## [Work to be completed]
Please find each line in the records below that contains the word "metal" and copy it in full. Case counts.
==========
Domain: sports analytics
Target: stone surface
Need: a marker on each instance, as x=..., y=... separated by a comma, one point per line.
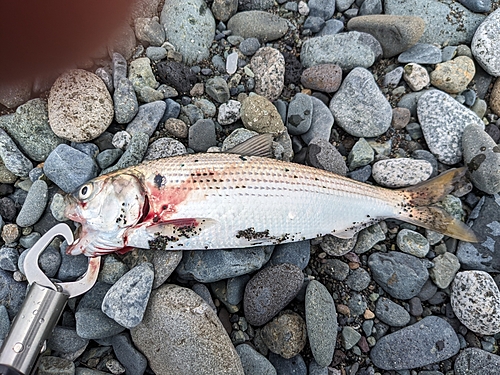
x=395, y=33
x=475, y=299
x=181, y=334
x=430, y=340
x=443, y=121
x=93, y=114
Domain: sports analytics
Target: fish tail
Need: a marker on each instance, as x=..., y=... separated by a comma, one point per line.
x=417, y=207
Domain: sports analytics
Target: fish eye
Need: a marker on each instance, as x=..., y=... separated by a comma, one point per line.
x=85, y=191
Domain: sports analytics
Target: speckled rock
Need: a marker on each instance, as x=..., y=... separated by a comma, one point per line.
x=370, y=119
x=181, y=334
x=260, y=115
x=80, y=106
x=475, y=300
x=453, y=76
x=269, y=291
x=486, y=43
x=268, y=65
x=482, y=157
x=443, y=121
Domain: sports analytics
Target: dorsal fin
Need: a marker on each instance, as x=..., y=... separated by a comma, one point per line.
x=260, y=145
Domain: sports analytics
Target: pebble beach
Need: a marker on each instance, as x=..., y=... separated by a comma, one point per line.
x=387, y=92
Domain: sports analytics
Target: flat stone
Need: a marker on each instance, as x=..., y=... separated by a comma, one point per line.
x=347, y=50
x=395, y=33
x=371, y=119
x=181, y=333
x=445, y=23
x=486, y=42
x=190, y=27
x=475, y=300
x=258, y=24
x=482, y=157
x=443, y=121
x=429, y=341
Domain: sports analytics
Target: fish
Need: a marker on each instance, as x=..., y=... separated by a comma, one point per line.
x=235, y=200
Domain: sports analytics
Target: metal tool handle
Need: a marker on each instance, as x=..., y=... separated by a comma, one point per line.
x=33, y=324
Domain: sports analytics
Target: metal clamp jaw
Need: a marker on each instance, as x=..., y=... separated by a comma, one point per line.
x=41, y=308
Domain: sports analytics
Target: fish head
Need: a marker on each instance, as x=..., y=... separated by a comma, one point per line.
x=105, y=207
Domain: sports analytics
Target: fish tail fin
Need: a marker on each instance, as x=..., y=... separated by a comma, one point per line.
x=417, y=207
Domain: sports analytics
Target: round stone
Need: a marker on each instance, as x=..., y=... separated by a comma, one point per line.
x=80, y=106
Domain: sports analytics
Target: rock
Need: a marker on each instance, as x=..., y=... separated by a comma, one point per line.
x=127, y=299
x=323, y=77
x=416, y=76
x=475, y=300
x=391, y=313
x=213, y=265
x=93, y=114
x=258, y=24
x=321, y=122
x=260, y=115
x=445, y=23
x=400, y=275
x=482, y=157
x=444, y=270
x=347, y=50
x=69, y=168
x=185, y=22
x=421, y=53
x=395, y=33
x=429, y=341
x=253, y=362
x=321, y=320
x=486, y=42
x=453, y=76
x=401, y=172
x=268, y=65
x=285, y=335
x=30, y=129
x=443, y=121
x=476, y=361
x=371, y=119
x=181, y=333
x=269, y=291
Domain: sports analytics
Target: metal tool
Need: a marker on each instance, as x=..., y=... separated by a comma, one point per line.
x=41, y=308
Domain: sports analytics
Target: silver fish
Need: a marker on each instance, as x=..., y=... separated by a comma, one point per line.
x=225, y=200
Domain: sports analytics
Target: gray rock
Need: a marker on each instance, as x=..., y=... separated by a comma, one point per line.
x=391, y=313
x=421, y=53
x=369, y=120
x=475, y=300
x=213, y=265
x=269, y=291
x=181, y=333
x=348, y=50
x=69, y=168
x=134, y=362
x=401, y=275
x=147, y=118
x=253, y=362
x=476, y=361
x=445, y=23
x=443, y=121
x=321, y=320
x=34, y=205
x=185, y=22
x=258, y=24
x=429, y=341
x=486, y=42
x=299, y=115
x=482, y=157
x=125, y=101
x=321, y=122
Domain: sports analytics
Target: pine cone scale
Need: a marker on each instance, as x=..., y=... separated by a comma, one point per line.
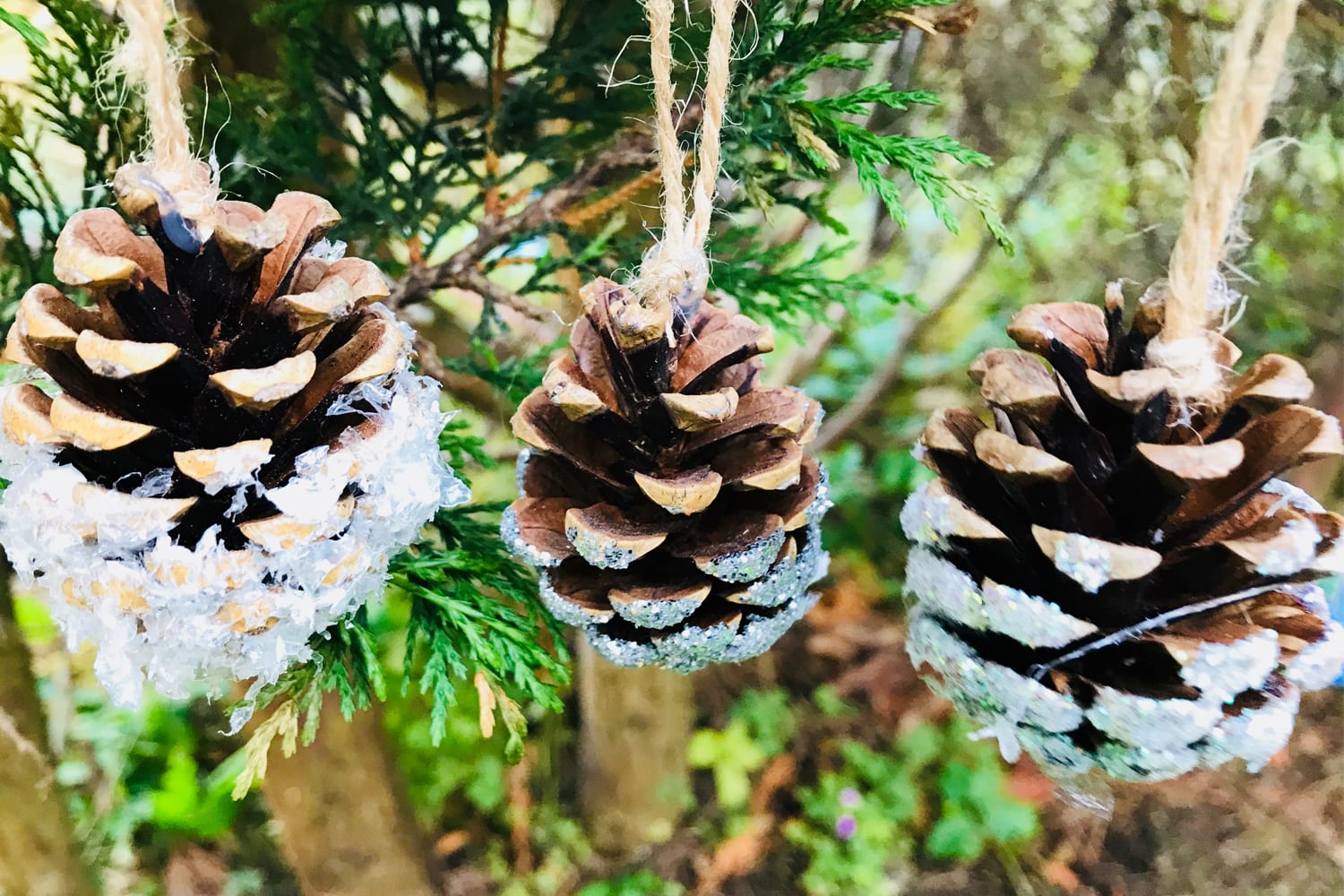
==========
## [Full response]
Target: metal tool handle
Target: metal clamp jaw
Target: metal tool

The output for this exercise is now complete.